-------- Brano proposto --------

Scribacchiando per me

Scribacchiando per me
il blog di un pietramelarese

giovedì 26 gennaio 2012

DUE SORELLE

Sono come due sorelle per me … e sono molto affezionato ad entrambe: si chiamano Tristezza ed Allegria. Mi fanno sempre compagnia, e quando si vede una, l’altra non è che sia lontana oppure sta riposando, è solo nascosta appena un po’ più in la, pronta a scacciare l’avversaria e, prontamente, prendere possesso del mio umore.
La vittoria è un fatto del tutto momentaneo e transitorio, anche perché la partita fra le due è sempre aperta e sembra non finire mai. L’interminabile lotta in me tra le due non è che sia iniziata tanto tempo fa, forse la si può far risalire a quando sono spuntati i molari “del Giudizio” … o giù di lì.

--------

- _Esercizio scritto 1_:
Nelle righe dei dati riportati, dalla riga che contiene "segment --target=white pom pom on hat" fino a quella che contiene "82L132 83L135 81L135", entrambe incluse, sostituisca "hat" con "cap" e riscriva soltanto quelle righe, senza modificare nient'altro.

-------- Dati riportati --------

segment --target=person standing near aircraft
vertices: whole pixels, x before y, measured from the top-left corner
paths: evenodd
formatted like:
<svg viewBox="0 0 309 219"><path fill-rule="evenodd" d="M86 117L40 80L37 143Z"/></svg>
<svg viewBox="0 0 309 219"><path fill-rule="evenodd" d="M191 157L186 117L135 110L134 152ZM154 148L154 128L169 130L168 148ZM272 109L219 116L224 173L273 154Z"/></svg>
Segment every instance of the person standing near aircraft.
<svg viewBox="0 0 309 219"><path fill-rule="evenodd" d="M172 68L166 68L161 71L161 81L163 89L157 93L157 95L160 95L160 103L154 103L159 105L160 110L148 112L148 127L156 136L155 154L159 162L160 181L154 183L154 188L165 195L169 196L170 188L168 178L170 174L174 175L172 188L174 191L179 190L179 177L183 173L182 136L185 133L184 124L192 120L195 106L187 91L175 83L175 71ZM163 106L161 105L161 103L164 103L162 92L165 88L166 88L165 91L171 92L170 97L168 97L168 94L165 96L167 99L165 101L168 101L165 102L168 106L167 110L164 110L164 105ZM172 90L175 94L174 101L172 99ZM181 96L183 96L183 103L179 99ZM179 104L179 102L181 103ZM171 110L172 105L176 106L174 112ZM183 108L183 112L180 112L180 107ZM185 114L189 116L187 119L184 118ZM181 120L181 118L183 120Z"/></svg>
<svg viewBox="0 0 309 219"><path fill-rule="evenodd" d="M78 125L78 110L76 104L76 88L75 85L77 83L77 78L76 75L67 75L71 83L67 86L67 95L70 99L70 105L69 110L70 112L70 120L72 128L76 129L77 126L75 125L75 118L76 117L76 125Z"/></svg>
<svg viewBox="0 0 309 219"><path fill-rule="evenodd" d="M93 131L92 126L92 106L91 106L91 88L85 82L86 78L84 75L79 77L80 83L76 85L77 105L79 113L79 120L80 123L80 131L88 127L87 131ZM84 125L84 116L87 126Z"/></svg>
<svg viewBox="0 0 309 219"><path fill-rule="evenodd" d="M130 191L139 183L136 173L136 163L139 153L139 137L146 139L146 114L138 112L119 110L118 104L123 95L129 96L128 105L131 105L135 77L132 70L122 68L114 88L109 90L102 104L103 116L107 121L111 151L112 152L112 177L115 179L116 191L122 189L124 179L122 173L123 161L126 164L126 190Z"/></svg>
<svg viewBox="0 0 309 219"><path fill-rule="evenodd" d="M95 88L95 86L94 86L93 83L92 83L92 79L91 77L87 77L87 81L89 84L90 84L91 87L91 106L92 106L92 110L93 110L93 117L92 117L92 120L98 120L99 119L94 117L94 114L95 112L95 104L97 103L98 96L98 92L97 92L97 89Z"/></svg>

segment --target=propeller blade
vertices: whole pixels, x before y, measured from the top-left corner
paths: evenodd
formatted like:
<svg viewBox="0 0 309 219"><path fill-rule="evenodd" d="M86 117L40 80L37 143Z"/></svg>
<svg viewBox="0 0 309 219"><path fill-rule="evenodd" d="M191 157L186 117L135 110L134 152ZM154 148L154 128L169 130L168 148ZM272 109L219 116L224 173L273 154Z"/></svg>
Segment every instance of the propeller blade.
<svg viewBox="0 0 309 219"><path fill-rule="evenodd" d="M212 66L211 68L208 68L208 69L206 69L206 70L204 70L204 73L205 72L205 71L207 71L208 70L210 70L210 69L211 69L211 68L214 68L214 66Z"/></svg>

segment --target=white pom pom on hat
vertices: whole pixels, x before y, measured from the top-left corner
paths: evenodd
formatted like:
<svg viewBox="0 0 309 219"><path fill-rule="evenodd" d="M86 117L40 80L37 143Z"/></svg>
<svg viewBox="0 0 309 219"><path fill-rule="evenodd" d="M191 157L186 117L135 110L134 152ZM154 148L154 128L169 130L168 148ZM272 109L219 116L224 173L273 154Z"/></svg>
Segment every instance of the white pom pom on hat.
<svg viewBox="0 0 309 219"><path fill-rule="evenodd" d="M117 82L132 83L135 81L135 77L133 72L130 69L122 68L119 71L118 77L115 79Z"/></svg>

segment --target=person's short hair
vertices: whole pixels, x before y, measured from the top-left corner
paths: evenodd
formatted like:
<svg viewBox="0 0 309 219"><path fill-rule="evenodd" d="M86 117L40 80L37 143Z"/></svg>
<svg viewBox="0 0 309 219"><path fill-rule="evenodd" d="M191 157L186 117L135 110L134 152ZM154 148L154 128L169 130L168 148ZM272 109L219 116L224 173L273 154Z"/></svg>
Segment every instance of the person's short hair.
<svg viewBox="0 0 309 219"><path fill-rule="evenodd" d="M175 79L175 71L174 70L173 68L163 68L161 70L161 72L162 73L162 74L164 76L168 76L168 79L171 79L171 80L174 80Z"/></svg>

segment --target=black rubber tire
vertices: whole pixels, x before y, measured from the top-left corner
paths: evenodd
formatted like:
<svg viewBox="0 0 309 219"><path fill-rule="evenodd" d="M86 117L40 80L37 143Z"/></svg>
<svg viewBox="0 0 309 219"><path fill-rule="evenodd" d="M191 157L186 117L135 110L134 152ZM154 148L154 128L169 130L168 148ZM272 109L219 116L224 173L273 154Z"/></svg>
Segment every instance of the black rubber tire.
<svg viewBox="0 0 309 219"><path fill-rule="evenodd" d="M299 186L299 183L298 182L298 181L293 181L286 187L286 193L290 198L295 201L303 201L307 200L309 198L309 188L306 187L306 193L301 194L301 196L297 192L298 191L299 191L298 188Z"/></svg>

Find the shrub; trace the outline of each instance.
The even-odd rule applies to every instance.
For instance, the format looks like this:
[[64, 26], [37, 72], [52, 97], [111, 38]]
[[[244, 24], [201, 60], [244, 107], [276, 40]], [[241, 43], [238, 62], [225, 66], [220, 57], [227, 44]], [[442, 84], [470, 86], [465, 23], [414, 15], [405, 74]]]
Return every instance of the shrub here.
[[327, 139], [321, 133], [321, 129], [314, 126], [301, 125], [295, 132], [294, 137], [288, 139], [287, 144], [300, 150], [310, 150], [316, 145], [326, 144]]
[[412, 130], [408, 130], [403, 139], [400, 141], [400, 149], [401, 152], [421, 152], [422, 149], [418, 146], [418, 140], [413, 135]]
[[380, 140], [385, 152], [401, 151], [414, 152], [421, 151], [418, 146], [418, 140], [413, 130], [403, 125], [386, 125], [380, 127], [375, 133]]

--------

- _Esercizio scritto 2_:
Trascriva integralmente il brano proposto.

- _Risposta finale 1_:
segment --target=white pom pom on cap
vertices: whole pixels, x before y, measured from the top-left corner
paths: evenodd
formatted like:
<svg viewBox="0 0 309 219"><path fill-rule="evenodd" d="M86 117L40 80L37 143Z"/></svg>
<svg viewBox="0 0 309 219"><path fill-rule="evenodd" d="M191 157L186 117L135 110L134 152ZM154 148L154 128L169 130L168 148ZM272 109L219 116L224 173L273 154Z"/></svg>
Segment every instance of the white pom pom on cap.
<svg viewBox="0 0 309 219"><path fill-rule="evenodd" d="M117 82L132 83L135 81L135 77L133 72L130 69L122 68L119 71L118 77L115 79Z"/></svg>

- _Risposta finale 2_:
Scribacchiando per me

Scribacchiando per me
il blog di un pietramelarese

giovedì 26 gennaio 2012

DUE SORELLE

Sono come due sorelle per me … e sono molto affezionato ad entrambe: si chiamano Tristezza ed Allegria. Mi fanno sempre compagnia, e quando si vede una, l’altra non è che sia lontana oppure sta riposando, è solo nascosta appena un po’ più in la, pronta a scacciare l’avversaria e, prontamente, prendere possesso del mio umore.
La vittoria è un fatto del tutto momentaneo e transitorio, anche perché la partita fra le due è sempre aperta e sembra non finire mai. L’interminabile lotta in me tra le due non è che sia iniziata tanto tempo fa, forse la si può far risalire a quando sono spuntati i molari “del Giudizio” … o giù di lì.